Work to complete> Copy out each of the rows below word for word, leaving out the pictures.

----- Given entries -----

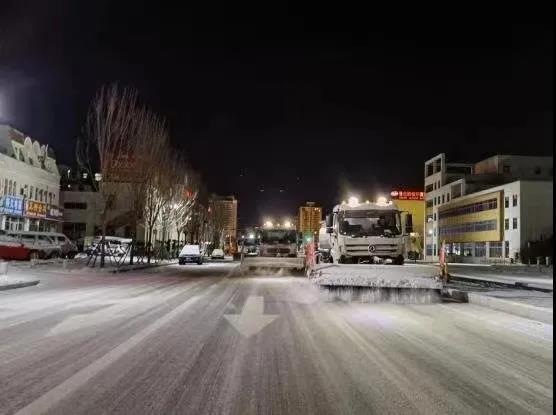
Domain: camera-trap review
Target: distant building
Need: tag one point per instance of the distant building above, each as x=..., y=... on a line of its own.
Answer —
x=83, y=207
x=487, y=211
x=228, y=206
x=412, y=202
x=29, y=183
x=309, y=219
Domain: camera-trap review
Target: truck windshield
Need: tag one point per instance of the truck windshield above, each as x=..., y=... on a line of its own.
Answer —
x=362, y=223
x=278, y=236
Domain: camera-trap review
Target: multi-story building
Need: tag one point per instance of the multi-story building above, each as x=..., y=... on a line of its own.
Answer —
x=227, y=207
x=29, y=183
x=487, y=211
x=309, y=219
x=412, y=202
x=83, y=207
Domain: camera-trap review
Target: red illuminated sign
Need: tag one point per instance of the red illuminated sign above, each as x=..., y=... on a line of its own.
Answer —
x=35, y=209
x=407, y=195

-----

Expected answer>
Domain: camera-trap review
Target: distant building
Need: tag one point per instance of the distant building above, each as x=..., y=... on a line of its own.
Answer —
x=83, y=207
x=487, y=211
x=228, y=206
x=412, y=202
x=29, y=183
x=309, y=219
Domain: camera-trap review
Target: truck windshield
Need: tag one point per instance of the truck windshield above, each as x=..., y=... on a line of its own.
Answer —
x=362, y=223
x=278, y=236
Domain: camera-trap review
Target: multi-story building
Need: tag one point per instance of the multi-story building above, each as x=..., y=... on a line of its own.
Answer —
x=227, y=207
x=29, y=183
x=487, y=211
x=309, y=219
x=412, y=202
x=83, y=207
Domain: camera-trap review
Target: red illuminated sign
Need: tag one point per instance of the red illuminated sign above, each as x=..., y=... on a line of its own.
Answer —
x=35, y=209
x=407, y=195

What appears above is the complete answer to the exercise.